Problema proposto a: De acordo com a passagem citada, o que se estabelece no primeiro momento da qualificação?

O aplicador tem de fazer um vaivém entre a norma o caso, o qual se vem traduzir quer numa adaptação da norma às circunstâncias do caso quer num enriquecimento do conteúdo dos conceitos a que recorre a previsão normativa.
Tradicionalmente a qualificação é encarada segundo um esquema subsuntivo, baseado na lógica formal, o silogismo de subsunção.
Assim, em sentido amplo, o problema da qualificação envolve três momentos.
No primeiro momento estabelece-se a premissa maior, que é a previsão da norma de conflitos. O estabelecimento desta premissa envolve a interpretação da proposição jurídica, por forma a determinar a previsão normativa, mediante um enunciado das suas notas conceptuais.
No segundo momento estabelece-se a premissa menor, por meio de uma delimitação do objecto da remissão, isto é, da determinação das situações da vida que se vão subsumir. Esta delimitação é feita tendo em atenção notas características jurídicas, envolvendo pois uma caracterização das situações da vida.

Dados extraídos:

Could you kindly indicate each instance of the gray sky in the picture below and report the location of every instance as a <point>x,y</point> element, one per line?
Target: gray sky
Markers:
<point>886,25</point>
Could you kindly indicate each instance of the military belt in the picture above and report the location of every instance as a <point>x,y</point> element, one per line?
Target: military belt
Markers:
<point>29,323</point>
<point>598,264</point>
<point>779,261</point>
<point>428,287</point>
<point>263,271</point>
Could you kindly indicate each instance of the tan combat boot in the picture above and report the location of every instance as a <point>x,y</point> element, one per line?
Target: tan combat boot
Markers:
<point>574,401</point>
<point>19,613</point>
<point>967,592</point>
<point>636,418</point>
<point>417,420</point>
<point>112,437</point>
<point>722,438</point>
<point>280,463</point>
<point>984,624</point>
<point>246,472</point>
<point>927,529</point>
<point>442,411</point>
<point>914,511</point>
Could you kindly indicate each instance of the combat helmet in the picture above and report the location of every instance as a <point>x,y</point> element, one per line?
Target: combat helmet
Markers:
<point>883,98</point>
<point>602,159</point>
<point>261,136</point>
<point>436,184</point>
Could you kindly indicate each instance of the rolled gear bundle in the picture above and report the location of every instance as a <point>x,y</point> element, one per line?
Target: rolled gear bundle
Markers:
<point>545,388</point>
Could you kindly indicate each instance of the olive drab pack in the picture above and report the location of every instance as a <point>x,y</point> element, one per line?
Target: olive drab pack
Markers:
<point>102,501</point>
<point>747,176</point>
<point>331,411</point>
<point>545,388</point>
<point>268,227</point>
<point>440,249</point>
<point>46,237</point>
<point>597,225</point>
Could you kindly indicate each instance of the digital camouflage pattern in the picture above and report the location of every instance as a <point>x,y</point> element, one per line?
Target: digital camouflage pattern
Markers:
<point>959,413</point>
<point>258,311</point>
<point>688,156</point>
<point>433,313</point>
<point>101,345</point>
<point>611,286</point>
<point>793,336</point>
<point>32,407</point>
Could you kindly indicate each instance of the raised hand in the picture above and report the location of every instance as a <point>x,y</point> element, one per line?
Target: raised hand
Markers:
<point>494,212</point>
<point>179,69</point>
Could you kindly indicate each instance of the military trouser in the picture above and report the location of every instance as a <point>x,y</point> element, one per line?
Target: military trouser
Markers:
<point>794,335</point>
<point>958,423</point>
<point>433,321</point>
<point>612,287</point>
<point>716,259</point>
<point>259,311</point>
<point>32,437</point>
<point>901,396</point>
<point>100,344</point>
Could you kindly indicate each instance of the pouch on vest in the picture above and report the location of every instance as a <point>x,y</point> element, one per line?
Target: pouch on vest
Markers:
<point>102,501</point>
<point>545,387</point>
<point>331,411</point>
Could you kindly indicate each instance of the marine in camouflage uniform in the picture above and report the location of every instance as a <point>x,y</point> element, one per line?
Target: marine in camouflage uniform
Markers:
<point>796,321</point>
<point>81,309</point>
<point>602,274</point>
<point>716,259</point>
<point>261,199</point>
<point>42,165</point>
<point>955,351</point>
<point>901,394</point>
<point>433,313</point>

Problema proposto b: Nas entradas, reescreva apenas tudo o que vai da linha que contém "Could you kindly indicate each instance of the military belt" até à linha que contém "<point>263,271</point>", ambas incluídas, reproduzindo cada uma dessas linhas na íntegra. Desloque em -150 cada coordenada dos pontos indicados nas respostas.

Resposta à tarefa a: Estabelece-se a premissa maior, que é a previsão da norma de conflitos.

Resposta à tarefa b:
Could you kindly indicate each instance of the military belt in the picture above and report the location of every instance as a <point>x,y</point> element, one per line?
Target: military belt
Markers:
<point>-121,173</point>
<point>448,114</point>
<point>629,111</point>
<point>278,137</point>
<point>113,121</point>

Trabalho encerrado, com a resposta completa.